## What you are asked to do
Repeat every record below exactly as written.

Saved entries

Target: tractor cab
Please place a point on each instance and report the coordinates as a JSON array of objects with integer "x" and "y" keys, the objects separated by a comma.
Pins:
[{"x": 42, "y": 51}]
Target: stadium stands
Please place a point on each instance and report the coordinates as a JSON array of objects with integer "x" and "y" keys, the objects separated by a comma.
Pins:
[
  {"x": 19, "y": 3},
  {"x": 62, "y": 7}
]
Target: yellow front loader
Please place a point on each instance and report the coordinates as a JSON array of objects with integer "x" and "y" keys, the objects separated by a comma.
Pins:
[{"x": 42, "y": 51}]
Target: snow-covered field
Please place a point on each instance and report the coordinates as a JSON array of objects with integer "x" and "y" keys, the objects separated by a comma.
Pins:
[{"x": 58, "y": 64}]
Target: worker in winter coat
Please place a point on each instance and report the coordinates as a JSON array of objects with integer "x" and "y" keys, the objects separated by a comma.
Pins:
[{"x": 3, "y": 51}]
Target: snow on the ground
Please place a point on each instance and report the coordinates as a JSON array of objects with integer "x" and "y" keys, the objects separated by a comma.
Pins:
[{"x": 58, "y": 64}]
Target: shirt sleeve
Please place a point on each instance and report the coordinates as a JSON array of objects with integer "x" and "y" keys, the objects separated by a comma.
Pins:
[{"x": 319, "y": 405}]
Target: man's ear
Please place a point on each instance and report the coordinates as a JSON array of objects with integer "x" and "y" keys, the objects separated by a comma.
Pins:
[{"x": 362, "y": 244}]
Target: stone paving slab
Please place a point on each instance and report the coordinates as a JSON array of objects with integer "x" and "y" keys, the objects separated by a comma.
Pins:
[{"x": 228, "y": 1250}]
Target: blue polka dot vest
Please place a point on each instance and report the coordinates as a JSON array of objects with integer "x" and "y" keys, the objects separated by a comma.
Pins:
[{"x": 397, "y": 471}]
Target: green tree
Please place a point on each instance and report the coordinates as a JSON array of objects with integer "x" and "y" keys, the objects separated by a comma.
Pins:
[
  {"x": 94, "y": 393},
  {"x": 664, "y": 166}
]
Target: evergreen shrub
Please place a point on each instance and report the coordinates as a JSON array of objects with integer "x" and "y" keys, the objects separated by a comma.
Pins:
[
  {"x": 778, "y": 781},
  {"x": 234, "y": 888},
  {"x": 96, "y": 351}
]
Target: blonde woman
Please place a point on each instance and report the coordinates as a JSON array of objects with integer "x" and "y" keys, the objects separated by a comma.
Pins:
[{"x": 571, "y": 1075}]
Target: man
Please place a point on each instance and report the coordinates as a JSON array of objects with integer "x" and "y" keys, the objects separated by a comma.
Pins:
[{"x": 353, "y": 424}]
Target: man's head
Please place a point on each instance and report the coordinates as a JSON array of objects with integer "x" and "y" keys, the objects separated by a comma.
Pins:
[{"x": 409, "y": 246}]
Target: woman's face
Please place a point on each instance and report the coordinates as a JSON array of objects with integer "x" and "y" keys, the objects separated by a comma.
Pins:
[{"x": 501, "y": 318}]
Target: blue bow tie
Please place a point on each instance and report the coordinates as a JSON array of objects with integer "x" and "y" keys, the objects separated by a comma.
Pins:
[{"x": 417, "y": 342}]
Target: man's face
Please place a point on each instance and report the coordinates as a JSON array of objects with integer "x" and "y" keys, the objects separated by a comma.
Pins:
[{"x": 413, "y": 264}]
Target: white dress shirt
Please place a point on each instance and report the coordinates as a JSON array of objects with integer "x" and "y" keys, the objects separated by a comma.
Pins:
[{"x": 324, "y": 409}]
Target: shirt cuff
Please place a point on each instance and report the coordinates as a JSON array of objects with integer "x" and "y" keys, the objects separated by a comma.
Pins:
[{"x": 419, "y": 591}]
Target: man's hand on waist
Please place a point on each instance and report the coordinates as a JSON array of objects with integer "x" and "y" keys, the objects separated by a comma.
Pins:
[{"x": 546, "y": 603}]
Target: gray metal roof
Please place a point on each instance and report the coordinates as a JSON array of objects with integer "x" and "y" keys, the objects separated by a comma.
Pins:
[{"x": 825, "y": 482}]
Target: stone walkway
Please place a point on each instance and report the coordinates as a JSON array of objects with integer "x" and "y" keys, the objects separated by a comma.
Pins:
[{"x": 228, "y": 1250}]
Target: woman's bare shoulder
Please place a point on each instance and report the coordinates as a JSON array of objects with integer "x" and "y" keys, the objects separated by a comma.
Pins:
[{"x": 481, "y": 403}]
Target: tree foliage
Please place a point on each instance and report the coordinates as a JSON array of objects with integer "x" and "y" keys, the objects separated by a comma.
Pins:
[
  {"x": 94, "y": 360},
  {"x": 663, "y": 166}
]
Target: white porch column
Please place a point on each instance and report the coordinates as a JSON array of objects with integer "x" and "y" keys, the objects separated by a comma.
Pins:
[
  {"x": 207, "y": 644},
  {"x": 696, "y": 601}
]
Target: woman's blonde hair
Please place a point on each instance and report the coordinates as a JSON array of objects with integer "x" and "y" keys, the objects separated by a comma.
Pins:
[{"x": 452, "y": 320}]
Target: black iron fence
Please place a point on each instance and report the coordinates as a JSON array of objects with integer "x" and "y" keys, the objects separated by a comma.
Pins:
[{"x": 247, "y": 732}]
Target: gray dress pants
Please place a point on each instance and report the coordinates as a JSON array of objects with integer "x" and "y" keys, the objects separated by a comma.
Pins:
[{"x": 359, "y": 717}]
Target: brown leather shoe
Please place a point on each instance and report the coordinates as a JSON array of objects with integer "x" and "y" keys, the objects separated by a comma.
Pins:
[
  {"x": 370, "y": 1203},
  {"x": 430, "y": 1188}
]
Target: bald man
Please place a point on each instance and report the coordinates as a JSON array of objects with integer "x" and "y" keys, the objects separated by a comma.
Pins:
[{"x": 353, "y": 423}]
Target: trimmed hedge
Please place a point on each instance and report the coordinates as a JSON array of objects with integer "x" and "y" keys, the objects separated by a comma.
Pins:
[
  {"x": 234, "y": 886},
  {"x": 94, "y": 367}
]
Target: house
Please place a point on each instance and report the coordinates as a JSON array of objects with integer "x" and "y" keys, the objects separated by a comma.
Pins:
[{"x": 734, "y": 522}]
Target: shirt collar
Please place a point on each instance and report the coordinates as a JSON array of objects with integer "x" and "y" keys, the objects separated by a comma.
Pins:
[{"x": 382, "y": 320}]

## Response for this exercise
Target: tractor cab
Please place a point on each instance and report the coordinates as a JSON array of objects with integer "x" and "y" keys, the objects separated by a comma.
Pins:
[{"x": 42, "y": 51}]
Target: stadium stands
Please place a point on each instance and report the coordinates as a JSON array of objects with integer "x" and "y" keys, the objects separated by a comma.
Pins:
[
  {"x": 19, "y": 3},
  {"x": 62, "y": 7}
]
Target: yellow front loader
Please place a point on each instance and report the coordinates as a JSON array of objects with integer "x" and "y" keys, the objects separated by a comma.
Pins:
[{"x": 42, "y": 51}]
Target: snow-covered field
Please place a point on each instance and report the coordinates as a JSON array of objects with integer "x" and "y" keys, the objects separated by a comma.
Pins:
[{"x": 58, "y": 64}]
Target: worker in winter coat
Please place a point on each instance and report the coordinates as a JSON array of objects with integer "x" and "y" keys, the objects separated by a comma.
Pins:
[{"x": 3, "y": 51}]
Target: snow on the ground
Please place a point on each instance and report the coordinates as a JSON array of objects with integer "x" and "y" keys, the objects separated by a comma.
Pins:
[{"x": 58, "y": 64}]
Target: shirt sleeve
Please place a point on each instance and report the coordinates as a JSON array of objects with integer "x" and "y" keys, the objects separated by a comma.
Pins:
[{"x": 319, "y": 405}]
Target: man's ear
Please place a point on each instance and report the coordinates as a JSON array of objects with integer "x" and "y" keys, the objects separated by a comma.
Pins:
[{"x": 362, "y": 244}]
Target: stone paving slab
Please place a point on each instance and report the coordinates as a JSON array of objects with integer "x" and "y" keys, the objects separated by a comma.
Pins:
[{"x": 228, "y": 1250}]
Target: blue polka dot vest
Please place a point on each instance and report the coordinates as a JSON array of objects with integer "x" and "y" keys, the objects separated by a comma.
Pins:
[{"x": 397, "y": 471}]
Target: green tree
Please place a point on each instance and report the coordinates as a JSON array of objects with integer "x" and "y" keys, the objects separated by a comma.
Pins:
[
  {"x": 94, "y": 393},
  {"x": 664, "y": 166}
]
Target: evergreen shrub
Please place a point on each instance and report the coordinates as a JSON array of objects with integer "x" and "y" keys, the objects separated by a comma.
Pins:
[
  {"x": 778, "y": 781},
  {"x": 234, "y": 888},
  {"x": 96, "y": 351}
]
Target: blonde woman
Please place a point on each instance and report the coordinates as a JSON array of objects with integer "x" and "y" keys, the objects separated by a comma.
Pins:
[{"x": 571, "y": 1075}]
Target: man
Please place a point on each instance and report the coordinates as a JSON array of objects with integer "x" and "y" keys, the objects separated by a comma.
Pins:
[{"x": 353, "y": 424}]
Target: man's head
Please place a point on each instance and report the coordinates as a JSON array of objects with integer "x" and "y" keys, the objects separated by a comma.
Pins:
[{"x": 409, "y": 246}]
Target: woman's face
Please place a point on each instance and report the coordinates as a JSON array of objects with integer "x" and "y" keys, the objects separated by a comma.
Pins:
[{"x": 501, "y": 318}]
Target: blue bow tie
Please place a point on each instance and report the coordinates as a JSON array of objects with integer "x" and "y" keys, the objects separated by a comma.
Pins:
[{"x": 417, "y": 342}]
Target: man's face
Please place a point on each instance and report the coordinates as a JSON array of objects with integer "x" and "y" keys, the objects separated by a comma.
Pins:
[{"x": 413, "y": 264}]
Target: white dress shirt
Please place a point on each instance and report the coordinates as a JSON array of objects with integer "x" and "y" keys, the objects separated by a comma.
Pins:
[{"x": 324, "y": 409}]
Target: shirt cuff
Please place a point on each instance and report the coordinates as a JSON array of objects with integer "x" and "y" keys, the objects separated by a comma.
Pins:
[{"x": 419, "y": 591}]
Target: man's hand on waist
Please place a point on each instance and report the coordinates as a JSON array of objects with integer "x" and "y" keys, the objects separated by a comma.
Pins:
[{"x": 546, "y": 603}]
Target: gray metal roof
Please place a point on each instance and report the coordinates as a JSON array of objects with integer "x" and "y" keys, the objects separated by a comma.
Pins:
[{"x": 825, "y": 482}]
Target: stone walkway
Please place a point on each instance and report the coordinates as a JSON array of objects with integer "x" and "y" keys, the objects separated by a comma.
Pins:
[{"x": 228, "y": 1250}]
Target: woman's bare shoulder
Please place a point on each instance and report the coordinates as a JSON array of objects with integer "x" and "y" keys, the objects separated by a comma.
Pins:
[{"x": 481, "y": 403}]
Target: tree foliage
Please place a point on each instance and report the coordinates as a JSON array of objects with integer "x" and "y" keys, the objects separated by a comma.
Pins:
[
  {"x": 94, "y": 360},
  {"x": 663, "y": 166}
]
Target: white porch column
Please place a point on each instance and report the coordinates as a JSON array of objects with integer "x" and "y" keys, the objects separated by a comma.
Pins:
[
  {"x": 207, "y": 644},
  {"x": 696, "y": 601}
]
Target: woman's blonde hair
Please place a point on each instance and report the coordinates as a JSON array of objects with integer "x" and "y" keys, the objects separated by a comma.
Pins:
[{"x": 452, "y": 320}]
Target: black iron fence
Please place a point on each instance and report the coordinates as a JSON array of objects with integer "x" and "y" keys, the objects separated by a comma.
Pins:
[{"x": 247, "y": 732}]
Target: gray dress pants
Please place a point on each instance and report the coordinates as a JSON array of objects with integer "x" and "y" keys, the objects separated by a comma.
Pins:
[{"x": 359, "y": 717}]
Target: brown leather shoe
Please place a point on each instance and report the coordinates as a JSON array of objects with integer "x" and "y" keys, the objects separated by a comma.
Pins:
[
  {"x": 370, "y": 1203},
  {"x": 430, "y": 1188}
]
Target: bald man
Please place a point on each instance and report the coordinates as a JSON array of objects with integer "x" and "y" keys, the objects separated by a comma.
Pins:
[{"x": 353, "y": 423}]
Target: trimmed hedge
Please place a point on each instance and report the coordinates as a JSON array of objects with integer "x" and "y" keys, the objects separated by a comma.
Pins:
[
  {"x": 234, "y": 886},
  {"x": 94, "y": 367}
]
Target: house
Please place a point on each instance and report the coordinates as a JSON array of objects with integer "x" and "y" keys, the objects separated by a comma.
Pins:
[{"x": 734, "y": 522}]
Target: shirt collar
Please place a point on each instance and report the coordinates as a JSON array of objects with integer "x" and "y" keys, the objects separated by a comma.
Pins:
[{"x": 382, "y": 320}]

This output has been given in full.